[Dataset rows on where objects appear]
+===+
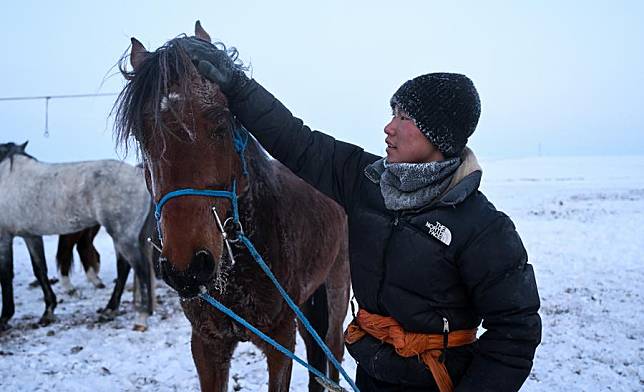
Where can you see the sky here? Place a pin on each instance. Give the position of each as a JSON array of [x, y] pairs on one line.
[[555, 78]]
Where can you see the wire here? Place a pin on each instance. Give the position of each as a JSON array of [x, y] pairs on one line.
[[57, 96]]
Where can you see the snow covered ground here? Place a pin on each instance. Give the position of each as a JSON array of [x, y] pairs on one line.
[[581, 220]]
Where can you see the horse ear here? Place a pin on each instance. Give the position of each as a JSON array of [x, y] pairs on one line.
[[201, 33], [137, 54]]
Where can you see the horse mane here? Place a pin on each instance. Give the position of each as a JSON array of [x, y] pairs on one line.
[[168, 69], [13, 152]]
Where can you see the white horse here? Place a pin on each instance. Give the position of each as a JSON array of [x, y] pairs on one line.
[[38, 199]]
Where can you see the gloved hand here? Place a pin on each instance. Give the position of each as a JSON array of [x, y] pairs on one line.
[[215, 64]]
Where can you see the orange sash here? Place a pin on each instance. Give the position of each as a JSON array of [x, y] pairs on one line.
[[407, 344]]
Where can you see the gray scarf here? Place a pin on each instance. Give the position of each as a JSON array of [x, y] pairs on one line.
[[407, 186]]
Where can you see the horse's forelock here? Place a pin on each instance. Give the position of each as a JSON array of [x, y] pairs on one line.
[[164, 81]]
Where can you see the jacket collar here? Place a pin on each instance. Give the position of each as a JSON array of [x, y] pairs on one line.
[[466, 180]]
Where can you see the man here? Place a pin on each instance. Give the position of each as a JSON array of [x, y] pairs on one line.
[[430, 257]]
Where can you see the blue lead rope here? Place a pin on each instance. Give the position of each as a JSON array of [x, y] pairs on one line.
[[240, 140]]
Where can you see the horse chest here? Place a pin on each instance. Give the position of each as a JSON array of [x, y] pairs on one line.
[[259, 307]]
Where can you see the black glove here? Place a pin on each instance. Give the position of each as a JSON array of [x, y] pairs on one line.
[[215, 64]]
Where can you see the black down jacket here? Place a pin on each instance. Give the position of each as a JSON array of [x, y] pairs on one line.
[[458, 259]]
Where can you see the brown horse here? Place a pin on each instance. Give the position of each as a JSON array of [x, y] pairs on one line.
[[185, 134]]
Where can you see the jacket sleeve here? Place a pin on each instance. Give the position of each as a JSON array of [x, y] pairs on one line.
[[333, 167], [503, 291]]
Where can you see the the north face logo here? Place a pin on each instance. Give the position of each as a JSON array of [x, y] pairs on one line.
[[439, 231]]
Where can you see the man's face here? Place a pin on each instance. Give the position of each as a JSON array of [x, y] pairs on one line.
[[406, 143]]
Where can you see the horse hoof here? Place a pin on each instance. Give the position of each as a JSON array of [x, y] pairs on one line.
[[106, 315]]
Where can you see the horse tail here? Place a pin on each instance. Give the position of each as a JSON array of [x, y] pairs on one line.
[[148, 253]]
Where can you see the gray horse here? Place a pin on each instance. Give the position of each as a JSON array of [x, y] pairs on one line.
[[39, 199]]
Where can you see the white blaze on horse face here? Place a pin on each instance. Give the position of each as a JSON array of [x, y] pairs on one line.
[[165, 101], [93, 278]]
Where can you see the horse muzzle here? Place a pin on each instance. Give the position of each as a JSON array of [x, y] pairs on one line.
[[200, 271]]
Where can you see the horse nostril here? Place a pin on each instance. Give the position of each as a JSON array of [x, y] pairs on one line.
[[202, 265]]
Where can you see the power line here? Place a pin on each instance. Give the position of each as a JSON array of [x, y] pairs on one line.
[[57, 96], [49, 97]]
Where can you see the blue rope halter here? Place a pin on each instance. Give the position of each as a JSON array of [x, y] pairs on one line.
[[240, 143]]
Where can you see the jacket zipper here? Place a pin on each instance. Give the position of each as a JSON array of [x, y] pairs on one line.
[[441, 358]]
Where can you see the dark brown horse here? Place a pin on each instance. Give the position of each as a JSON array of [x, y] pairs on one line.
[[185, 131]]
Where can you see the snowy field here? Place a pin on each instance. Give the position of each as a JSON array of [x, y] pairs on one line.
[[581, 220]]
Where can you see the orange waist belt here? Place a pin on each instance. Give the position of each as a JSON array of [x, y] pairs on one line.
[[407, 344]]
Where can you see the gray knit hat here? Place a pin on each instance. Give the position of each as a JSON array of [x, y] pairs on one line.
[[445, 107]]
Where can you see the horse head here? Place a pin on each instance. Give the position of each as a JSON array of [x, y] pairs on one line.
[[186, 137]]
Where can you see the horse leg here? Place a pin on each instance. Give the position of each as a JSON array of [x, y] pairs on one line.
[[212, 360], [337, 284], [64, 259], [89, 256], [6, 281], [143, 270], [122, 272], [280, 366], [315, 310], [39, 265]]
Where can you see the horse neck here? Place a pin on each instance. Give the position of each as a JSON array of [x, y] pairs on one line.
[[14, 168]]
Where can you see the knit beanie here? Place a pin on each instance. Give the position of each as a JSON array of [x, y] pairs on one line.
+===+
PROBLEM TO SOLVE — Rewrite all of the rows above with "Place a pin on each instance" replaced by "Mark every instance with a point" and everything else unchanged. Leave the pictures out of your answer.

SOLUTION TO THIS TASK —
Where can you see the sky here? Mark every instance with a point. Give the position of each as a JSON array of [x, y] pairs on one line.
[[555, 78]]
Where can you see the wire here? Mark every instance with a point. Give the position of each as a JSON array of [x, y] pairs on one line.
[[57, 96]]
Where can you see the snow covered ground here? Mark every instance with a point. Give the position of each as a JSON array of [x, y] pairs on one line.
[[581, 220]]
Where can you see the horse ear here? Mark every instance with a point. Give the position of each as a JSON array of [x, y] pairs on one line.
[[201, 33], [137, 54]]
Where can you see the horse mane here? Mark every instance with a point. Give the position of each as a JSON array of [x, y] pairs on one line.
[[168, 69], [13, 152]]
Where can you see the white horse here? Mark every instance with a point. Give the position of each as a JSON array of [x, y] pairs on one line.
[[38, 199]]
Where can you see the gloved hand here? Mark every instance with a point. Give the position of each as a JSON array of [x, y] pairs on one line.
[[215, 64]]
Where can you see the orange sash here? Mark every instance with a point. Give the position of each as a JSON array of [x, y] pairs on one line.
[[407, 344]]
Where can you see the gray scarf here? Mark every instance with a point. Give the position of each as a JSON array of [x, y] pairs on one line.
[[407, 186]]
Where can you see the horse's forelock here? Mark every instance with a point. Give the position of each as a JSON array of [x, y] pairs on one line.
[[164, 81]]
Where can you see the jacket collar here? Mark every instance with a point. Give the position of each as a JSON array of [x, y] pairs on one line.
[[466, 180]]
Where can you see the man here? Mark every instance with a point. Give the position of each as a JSON array of [x, y] pairs on one line.
[[430, 257]]
Where can you see the blue lead rope here? Mark every instance with a point. Give the position of each as a JSON array of [x, y] pairs on one line.
[[240, 140]]
Where can you see the horse chest here? Mark every instance with a point. Give the position of each as a JSON array of [x, y] pairs on one line.
[[259, 307]]
Where can you see the black glove here? Mark every instance with a point. Give the position of each as a JSON array of [x, y] pairs on one line.
[[215, 64]]
Where can you see the black down jacket here? Mark every instance with a point. Give the position of each as a JSON array of [x, y] pairs on one line.
[[458, 259]]
Where can you see the brown horse here? Mark every instance with a point. Give the position of each as a JSON array of [x, y] pairs on one line.
[[185, 134]]
Where can you see the jacket sleeve here? Mark every instance with a point. Give the position of each as a JSON array of [x, y] pairs on one line.
[[333, 167], [503, 291]]
Where can you see the the north face logo here? Mark every instance with a point. Give the position of each as a JSON array of [x, y] pairs on one line.
[[439, 231]]
Where can you see the man's face here? Mark every instance with a point. Give the position of each as a JSON array of [x, y] pairs on one line.
[[406, 143]]
Where can you see the horse hoof here? Mark every instance with a point. Give the position of each as a JSON array of [x, y] pairs on one line.
[[106, 315]]
Where can you see the horse tail here? Mark every instance with a point. Give the position of each as a JSON array of [x, y] pairs on one line.
[[148, 253]]
Where can you see the gray horse here? Mark every instance with a point. Give the position of each as a JSON array of [x, y] pairs on one line.
[[39, 199]]
Where can you see the white blaze on horse face here? Mark every instance with a point. Give the position of each as a JSON array of [x, y] pairs on one line.
[[165, 101], [93, 278]]
Where can you see the horse muzzle here? Mark every instance with a point. Give the position of each as a JSON array of [x, y] pairs on one line.
[[200, 271]]
Where can you see the horse nostril here? Mark every instance with a point. Give the position of each as a JSON array of [x, y] pairs on one line.
[[202, 265]]
Where can you see the power line here? Mark every instance with a point. Give the position of each as a JSON array of [x, y] pairs on one line.
[[57, 96], [49, 97]]
Where can you see the blue rope halter here? Mark every instance with a point. Give the position of each as a JSON array of [x, y] pairs on one line.
[[240, 143]]
Where can you see the jacket zipper here? Mark every instance with a point. Give the position of each as a JSON array of [x, y] pairs on one line.
[[441, 358]]
Where can you see the dark brown horse here? Mark every instance with a point. Give the position of each as a JSON array of [x, y] pairs on one line.
[[185, 131]]
Where can you see the snowy field here? Mark every instance with a point. Give the position of each as a JSON array of [x, y] pairs on one line.
[[581, 220]]
Where can you see the orange waist belt here? Mark every instance with a point. Give the position of each as a JSON array of [x, y] pairs on one line.
[[407, 344]]
Where can you see the gray knit hat here? Mark every instance with a point. Give the position of each as a JSON array of [x, y] pairs on one line.
[[445, 107]]
Where can you see the horse head here? Mark every instance with a point. Give the position of each as a JSON array of [x, y] pairs on one line.
[[186, 137]]
Where can you see the horse leg here? Mark every instance with a point. Give the position of each as a JSON array of [x, y] pairs on one line.
[[212, 360], [337, 284], [64, 259], [89, 256], [6, 281], [143, 270], [122, 272], [280, 366], [315, 310], [39, 265]]
Where can you see the horse neck here? Mark every instance with a point. Give the position of each as a JSON array of [x, y] pairs on one line.
[[14, 168]]
Where can you see the knit beanie here? Mark every instance with a point. Give the position of each as a JSON array of [x, y] pairs on one line.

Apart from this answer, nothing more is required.